● WRITTEN PROBLEM: Retype the listing that follows, word for word.
|---|
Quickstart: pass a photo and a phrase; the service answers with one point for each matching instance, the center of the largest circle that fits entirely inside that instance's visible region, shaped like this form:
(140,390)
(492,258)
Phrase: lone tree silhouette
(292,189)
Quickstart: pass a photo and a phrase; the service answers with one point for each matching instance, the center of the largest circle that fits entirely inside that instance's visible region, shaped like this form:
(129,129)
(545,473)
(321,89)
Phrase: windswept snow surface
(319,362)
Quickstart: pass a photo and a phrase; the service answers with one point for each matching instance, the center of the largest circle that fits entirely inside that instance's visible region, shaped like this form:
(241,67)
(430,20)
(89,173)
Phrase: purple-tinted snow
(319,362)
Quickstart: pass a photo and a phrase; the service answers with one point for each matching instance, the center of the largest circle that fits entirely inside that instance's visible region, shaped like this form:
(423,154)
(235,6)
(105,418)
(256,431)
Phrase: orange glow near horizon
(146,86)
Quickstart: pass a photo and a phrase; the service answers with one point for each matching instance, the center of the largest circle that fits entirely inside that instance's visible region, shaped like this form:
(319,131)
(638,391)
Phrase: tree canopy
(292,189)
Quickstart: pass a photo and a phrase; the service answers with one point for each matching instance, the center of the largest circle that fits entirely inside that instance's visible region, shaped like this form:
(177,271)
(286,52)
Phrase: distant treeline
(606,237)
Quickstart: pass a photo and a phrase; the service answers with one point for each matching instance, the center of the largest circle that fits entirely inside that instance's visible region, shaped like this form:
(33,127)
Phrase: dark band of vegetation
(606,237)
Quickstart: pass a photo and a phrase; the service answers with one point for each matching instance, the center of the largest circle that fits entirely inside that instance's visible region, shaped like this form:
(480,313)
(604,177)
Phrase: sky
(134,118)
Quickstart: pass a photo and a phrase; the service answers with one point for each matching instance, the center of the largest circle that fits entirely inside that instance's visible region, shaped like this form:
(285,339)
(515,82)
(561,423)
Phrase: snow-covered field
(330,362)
|---|
● CORRECT ANSWER:
Quickstart: pass a photo and a phrase; the service answers with one point for each matching instance, the center of the largest circle that fits entirely inside that instance's visible region, shaped like this form:
(140,390)
(492,258)
Phrase: lone tree silhouette
(292,189)
Quickstart: pass a photo and a phrase; the service answers with one point for each matching instance, the center of the largest circle that fits entirely inside that instance's visible region, shaped like this form:
(129,129)
(545,473)
(321,89)
Phrase: windswept snow surface
(319,362)
Quickstart: pass a photo and a phrase; the service answers with one point for each matching instance, the center of the largest circle that fits entirely inside that instance's visible region, shaped like this form:
(241,67)
(430,20)
(89,173)
Phrase: purple-tinted snow
(319,362)
Quickstart: pass a photo and a phrase; the service answers with one point for each matching instance, the center of the largest circle that fits entirely inside that instance's visible region, shaped like this form:
(423,154)
(235,6)
(105,418)
(256,431)
Phrase: orange glow near horizon
(146,86)
Quickstart: pass a photo and a phrase; the service answers with one point for each matching instance, the center of the largest circle that fits entirely inside that instance's visible region, shaped like this form:
(319,131)
(638,391)
Phrase: tree canopy
(292,189)
Quickstart: pass a photo and a phrase; the service answers with one point for each matching instance, the center of the largest circle that fits entirely inside that instance's visible region, shaped like this form:
(177,271)
(286,52)
Phrase: distant treeline
(606,237)
Quickstart: pass a photo and a phrase; the service answers with one point for each matching instance, the center of the largest circle that fits entirely inside that instance's visible region, shaped like this form:
(33,127)
Phrase: dark band of vegetation
(606,237)
Quickstart: pass a photo and a phrase; the service answers with one point for each matching instance, the center of the largest circle that fits entirely inside that instance's visible region, shaped like this form:
(480,313)
(604,177)
Phrase: sky
(134,118)
Quickstart: pass a photo and a phrase; the service answers with one point for each matching instance, the center of the largest circle that fits entirely inside that instance's visible region, shaped like this form:
(285,339)
(515,82)
(561,423)
Phrase: snow-covered field
(330,362)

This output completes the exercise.